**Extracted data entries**
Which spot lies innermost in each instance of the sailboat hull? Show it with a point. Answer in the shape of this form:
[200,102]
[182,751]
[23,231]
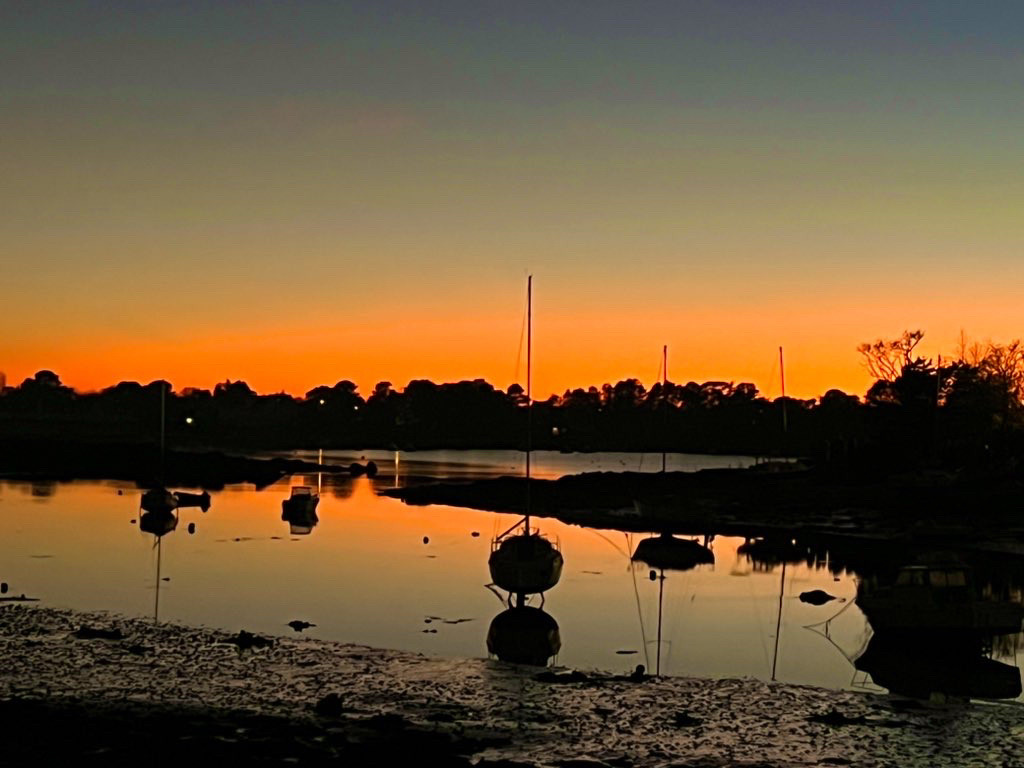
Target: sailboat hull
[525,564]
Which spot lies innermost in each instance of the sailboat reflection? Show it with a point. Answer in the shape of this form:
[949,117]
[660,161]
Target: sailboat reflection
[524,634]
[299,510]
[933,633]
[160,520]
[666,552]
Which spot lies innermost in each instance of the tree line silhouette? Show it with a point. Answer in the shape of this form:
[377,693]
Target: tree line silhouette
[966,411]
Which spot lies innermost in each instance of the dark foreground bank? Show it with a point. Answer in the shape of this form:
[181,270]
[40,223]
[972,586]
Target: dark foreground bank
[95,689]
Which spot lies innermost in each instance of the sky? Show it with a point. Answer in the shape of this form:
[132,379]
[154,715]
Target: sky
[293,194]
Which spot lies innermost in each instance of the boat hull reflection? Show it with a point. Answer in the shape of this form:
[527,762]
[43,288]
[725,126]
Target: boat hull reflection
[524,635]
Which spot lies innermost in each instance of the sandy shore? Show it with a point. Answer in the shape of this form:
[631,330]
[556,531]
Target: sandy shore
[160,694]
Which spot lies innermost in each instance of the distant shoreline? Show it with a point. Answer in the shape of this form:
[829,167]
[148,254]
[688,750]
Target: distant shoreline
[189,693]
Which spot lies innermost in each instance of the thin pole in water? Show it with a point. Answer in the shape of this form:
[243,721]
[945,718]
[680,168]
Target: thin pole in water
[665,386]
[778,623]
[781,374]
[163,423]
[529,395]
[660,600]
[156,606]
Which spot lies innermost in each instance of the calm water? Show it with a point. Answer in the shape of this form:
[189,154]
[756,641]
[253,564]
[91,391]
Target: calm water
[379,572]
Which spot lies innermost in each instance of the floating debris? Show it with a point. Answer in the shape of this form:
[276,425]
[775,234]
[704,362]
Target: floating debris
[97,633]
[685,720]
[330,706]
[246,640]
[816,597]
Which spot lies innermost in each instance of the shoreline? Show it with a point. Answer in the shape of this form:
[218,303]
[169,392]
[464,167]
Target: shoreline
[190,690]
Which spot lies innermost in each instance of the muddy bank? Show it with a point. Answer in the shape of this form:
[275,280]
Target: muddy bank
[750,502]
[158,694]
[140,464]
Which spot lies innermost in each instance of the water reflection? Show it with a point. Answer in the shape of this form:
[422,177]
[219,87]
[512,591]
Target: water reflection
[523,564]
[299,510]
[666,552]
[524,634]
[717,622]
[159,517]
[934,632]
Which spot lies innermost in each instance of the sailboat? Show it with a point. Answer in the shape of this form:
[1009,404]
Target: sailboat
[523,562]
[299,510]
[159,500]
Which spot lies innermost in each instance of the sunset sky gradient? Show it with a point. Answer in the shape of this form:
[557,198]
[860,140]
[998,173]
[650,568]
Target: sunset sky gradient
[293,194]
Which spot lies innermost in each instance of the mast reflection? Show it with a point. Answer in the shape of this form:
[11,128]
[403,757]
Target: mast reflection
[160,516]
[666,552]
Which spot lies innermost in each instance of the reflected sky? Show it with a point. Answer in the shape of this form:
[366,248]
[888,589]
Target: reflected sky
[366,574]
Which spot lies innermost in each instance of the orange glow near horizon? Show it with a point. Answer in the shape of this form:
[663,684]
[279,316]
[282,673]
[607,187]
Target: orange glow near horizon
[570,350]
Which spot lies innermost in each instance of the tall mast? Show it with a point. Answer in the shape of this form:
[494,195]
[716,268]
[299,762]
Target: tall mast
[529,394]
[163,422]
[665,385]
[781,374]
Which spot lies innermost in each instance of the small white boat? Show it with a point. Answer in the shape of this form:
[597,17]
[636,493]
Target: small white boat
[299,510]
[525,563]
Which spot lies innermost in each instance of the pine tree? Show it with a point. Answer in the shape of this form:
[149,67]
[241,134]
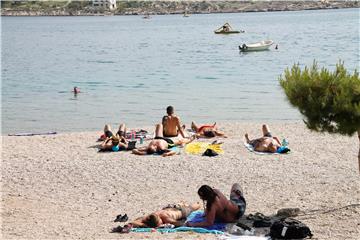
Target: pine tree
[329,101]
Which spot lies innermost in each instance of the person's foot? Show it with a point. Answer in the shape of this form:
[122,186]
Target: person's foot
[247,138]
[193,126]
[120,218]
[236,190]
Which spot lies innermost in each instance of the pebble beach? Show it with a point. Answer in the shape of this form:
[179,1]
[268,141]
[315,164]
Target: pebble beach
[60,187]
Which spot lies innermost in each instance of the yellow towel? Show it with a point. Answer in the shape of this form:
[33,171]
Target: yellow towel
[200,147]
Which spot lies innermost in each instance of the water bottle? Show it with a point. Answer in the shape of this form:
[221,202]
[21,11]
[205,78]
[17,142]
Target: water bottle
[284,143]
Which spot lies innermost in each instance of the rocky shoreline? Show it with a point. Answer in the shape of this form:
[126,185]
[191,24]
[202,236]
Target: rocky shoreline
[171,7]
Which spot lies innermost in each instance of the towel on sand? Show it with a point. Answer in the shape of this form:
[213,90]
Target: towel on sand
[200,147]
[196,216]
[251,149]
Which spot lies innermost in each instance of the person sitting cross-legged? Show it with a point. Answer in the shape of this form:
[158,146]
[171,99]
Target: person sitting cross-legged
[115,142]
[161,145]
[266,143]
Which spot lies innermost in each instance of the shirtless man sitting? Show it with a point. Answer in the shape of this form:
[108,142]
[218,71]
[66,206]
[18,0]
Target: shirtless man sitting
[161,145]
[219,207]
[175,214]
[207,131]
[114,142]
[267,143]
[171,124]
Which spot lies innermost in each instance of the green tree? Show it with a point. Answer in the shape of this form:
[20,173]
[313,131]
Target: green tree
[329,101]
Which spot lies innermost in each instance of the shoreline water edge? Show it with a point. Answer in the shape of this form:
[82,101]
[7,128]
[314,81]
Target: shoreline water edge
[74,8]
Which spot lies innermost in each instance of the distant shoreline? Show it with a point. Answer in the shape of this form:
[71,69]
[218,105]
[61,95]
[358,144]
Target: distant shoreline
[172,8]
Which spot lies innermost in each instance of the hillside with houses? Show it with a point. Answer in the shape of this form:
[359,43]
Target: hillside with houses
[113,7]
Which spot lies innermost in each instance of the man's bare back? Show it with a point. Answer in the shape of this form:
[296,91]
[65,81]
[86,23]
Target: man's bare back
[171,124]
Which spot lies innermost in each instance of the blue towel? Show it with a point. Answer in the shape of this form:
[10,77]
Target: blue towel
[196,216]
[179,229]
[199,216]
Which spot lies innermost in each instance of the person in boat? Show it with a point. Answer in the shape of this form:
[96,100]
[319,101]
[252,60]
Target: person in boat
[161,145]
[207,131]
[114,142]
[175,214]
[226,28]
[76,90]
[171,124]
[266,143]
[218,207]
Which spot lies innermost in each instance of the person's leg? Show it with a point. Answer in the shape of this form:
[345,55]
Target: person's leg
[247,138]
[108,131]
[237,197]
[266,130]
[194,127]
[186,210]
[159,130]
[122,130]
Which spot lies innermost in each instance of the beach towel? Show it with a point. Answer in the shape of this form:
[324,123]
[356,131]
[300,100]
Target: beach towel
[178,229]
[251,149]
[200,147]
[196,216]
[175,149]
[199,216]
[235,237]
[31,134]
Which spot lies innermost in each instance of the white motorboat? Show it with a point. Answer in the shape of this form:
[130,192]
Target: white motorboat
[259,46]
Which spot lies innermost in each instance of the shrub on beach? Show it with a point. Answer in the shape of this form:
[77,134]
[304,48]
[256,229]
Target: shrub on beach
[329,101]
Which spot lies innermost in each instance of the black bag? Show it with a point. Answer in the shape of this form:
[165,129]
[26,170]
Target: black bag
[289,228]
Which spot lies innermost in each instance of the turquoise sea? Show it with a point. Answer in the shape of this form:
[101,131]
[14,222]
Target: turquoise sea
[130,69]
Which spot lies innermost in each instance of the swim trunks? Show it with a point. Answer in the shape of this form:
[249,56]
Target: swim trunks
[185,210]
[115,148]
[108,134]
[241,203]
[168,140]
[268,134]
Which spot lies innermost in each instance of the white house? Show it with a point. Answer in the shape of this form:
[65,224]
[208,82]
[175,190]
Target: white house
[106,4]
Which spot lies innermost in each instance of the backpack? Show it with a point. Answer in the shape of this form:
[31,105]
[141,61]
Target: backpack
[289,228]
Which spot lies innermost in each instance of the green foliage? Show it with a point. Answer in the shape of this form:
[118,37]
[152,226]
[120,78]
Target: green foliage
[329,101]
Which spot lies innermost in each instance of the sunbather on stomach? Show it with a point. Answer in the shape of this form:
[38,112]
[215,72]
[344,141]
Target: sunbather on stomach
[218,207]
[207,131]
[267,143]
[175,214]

**REQUIRED WORK**
Keep the pictures out and repeat exactly the lines from the beginning of the data through the line that contains "Which spot lies innermost in each instance of the shoreline?", both ends included.

**TASK RESPONSE**
Which spot lies innermost in each instance of the sailboat hull? Show it with a point. Answer in the shape of this form:
[200,102]
[182,751]
[23,231]
Target: sailboat hull
[525,564]
Which spot lies innermost in each instance of the sailboat reflection? Show it with a point. Answer in the shape of this form:
[949,117]
[660,161]
Target: sailboat reflection
[524,634]
[299,510]
[933,633]
[160,520]
[666,552]
Which spot lies innermost in each instance of the tree line silhouette? Show it with a point. Answer in the shape of this form:
[377,693]
Target: tree line silhouette
[966,411]
Which spot lies innermost in each instance of the dark foreground bank? Show it with a point. Answer in the shape of this form:
[181,270]
[40,223]
[972,586]
Target: dark foreground bank
[95,689]
Which spot lies innermost in each instance of the sky? Show it with a point. Answer in the shape of this form:
[132,379]
[154,715]
Target: sky
[293,194]
Which spot lies innermost in each instance of the boat hull reflection? Show it with a point. Answer in the shape of this form:
[527,762]
[43,288]
[725,126]
Target: boat hull reflection
[524,635]
Which spot lies innermost in each instance of the sandy shore? Show it with a point. Answer in the shape of this form:
[631,330]
[556,531]
Target: sandy shore
[160,694]
Which spot lies innermost in each instance of the distant shoreline? Show it with a point. Answer in the shape of this form:
[829,167]
[148,254]
[688,750]
Target: distant shoreline
[189,693]
Which spot lies innermost in each instance of the thin pole in water? Show it with a point. Answer in the shape of this form:
[243,721]
[945,718]
[680,168]
Target: thin pole in water
[665,386]
[778,623]
[781,374]
[163,423]
[529,395]
[660,600]
[156,606]
Which spot lies innermost in each instance of the calm water? Show it with a point. Answer in the shape of this form:
[189,154]
[756,641]
[253,564]
[91,391]
Target: calm water
[379,572]
Which spot lies innermost in each instance of the floating debris? Show it with a point. Answer in the shape of this form:
[276,425]
[775,234]
[704,362]
Target: floating debris
[97,633]
[685,720]
[330,706]
[246,640]
[816,597]
Which spot lies innermost in each instance of the shoreline? Show it with a point. Answer in the shape of this form:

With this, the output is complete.